EXCERPTED RECORDS:
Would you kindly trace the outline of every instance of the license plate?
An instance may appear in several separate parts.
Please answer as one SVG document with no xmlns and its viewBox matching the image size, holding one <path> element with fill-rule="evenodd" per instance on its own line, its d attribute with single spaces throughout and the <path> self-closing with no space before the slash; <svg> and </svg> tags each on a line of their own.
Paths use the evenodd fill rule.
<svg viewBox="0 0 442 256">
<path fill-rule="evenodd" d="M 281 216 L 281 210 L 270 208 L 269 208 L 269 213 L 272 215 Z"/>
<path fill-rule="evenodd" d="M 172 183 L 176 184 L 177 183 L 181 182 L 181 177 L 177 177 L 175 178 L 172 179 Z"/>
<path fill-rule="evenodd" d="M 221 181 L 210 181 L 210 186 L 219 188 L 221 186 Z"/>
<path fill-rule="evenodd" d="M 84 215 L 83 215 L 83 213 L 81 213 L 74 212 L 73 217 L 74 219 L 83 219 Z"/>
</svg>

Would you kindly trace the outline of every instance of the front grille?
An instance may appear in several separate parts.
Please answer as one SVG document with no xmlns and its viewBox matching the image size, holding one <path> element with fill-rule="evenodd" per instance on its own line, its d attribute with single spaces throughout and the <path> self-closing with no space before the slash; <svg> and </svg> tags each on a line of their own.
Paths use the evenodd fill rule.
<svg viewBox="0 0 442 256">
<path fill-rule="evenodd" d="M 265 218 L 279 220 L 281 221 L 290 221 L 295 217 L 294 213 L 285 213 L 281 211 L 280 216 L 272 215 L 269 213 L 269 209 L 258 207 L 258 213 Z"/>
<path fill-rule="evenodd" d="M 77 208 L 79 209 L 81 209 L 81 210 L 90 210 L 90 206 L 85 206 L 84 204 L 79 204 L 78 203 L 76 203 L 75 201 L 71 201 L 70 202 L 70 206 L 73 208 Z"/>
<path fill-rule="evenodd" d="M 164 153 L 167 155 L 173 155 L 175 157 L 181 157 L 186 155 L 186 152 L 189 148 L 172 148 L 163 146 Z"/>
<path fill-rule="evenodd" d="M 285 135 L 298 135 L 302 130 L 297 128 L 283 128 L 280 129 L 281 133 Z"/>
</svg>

GIVEN TASK:
Copy all of the lines above word for word, changing nothing.

SOLVED EXERCISE:
Would you kindly trace the outline of every instance of the license plate?
An instance may appear in several separate parts.
Please answer as one SVG document with no xmlns and its viewBox matching the image size, holding one <path> element with fill-rule="evenodd" per instance on its own line, its d attribute with single spaces throughout and the <path> self-closing with no space before the slash; <svg> and </svg> tags each on a line of their own.
Paths use the evenodd fill rule.
<svg viewBox="0 0 442 256">
<path fill-rule="evenodd" d="M 281 216 L 281 210 L 270 208 L 269 208 L 269 213 L 272 215 Z"/>
<path fill-rule="evenodd" d="M 172 183 L 176 184 L 177 183 L 181 182 L 181 177 L 177 177 L 175 178 L 172 179 Z"/>
<path fill-rule="evenodd" d="M 221 181 L 210 181 L 210 186 L 219 188 L 221 186 Z"/>
<path fill-rule="evenodd" d="M 84 215 L 83 215 L 83 213 L 81 213 L 74 212 L 73 217 L 74 219 L 83 219 Z"/>
</svg>

Would you kindly trace the outline of every instance of the front grille?
An instance may appear in several separate parts.
Please answer as one SVG document with no xmlns and its viewBox matching the image size, holding one <path> element with fill-rule="evenodd" per instance on its own line, its d attribute with single spaces throughout and the <path> self-closing with no space before the slash; <svg> and </svg> tags each on a line of their own.
Paths use the evenodd fill rule.
<svg viewBox="0 0 442 256">
<path fill-rule="evenodd" d="M 265 218 L 279 220 L 281 221 L 290 221 L 295 217 L 294 213 L 285 213 L 281 211 L 280 216 L 272 215 L 269 213 L 269 209 L 258 207 L 258 213 Z"/>
<path fill-rule="evenodd" d="M 77 208 L 79 209 L 81 209 L 81 210 L 90 210 L 90 206 L 85 206 L 84 204 L 79 204 L 78 203 L 76 203 L 75 201 L 71 201 L 70 202 L 70 206 L 73 208 Z"/>
<path fill-rule="evenodd" d="M 164 153 L 167 155 L 173 155 L 175 157 L 181 157 L 186 155 L 186 152 L 189 148 L 172 148 L 163 146 Z"/>
<path fill-rule="evenodd" d="M 285 135 L 298 135 L 302 130 L 297 128 L 283 128 L 280 129 L 281 133 Z"/>
</svg>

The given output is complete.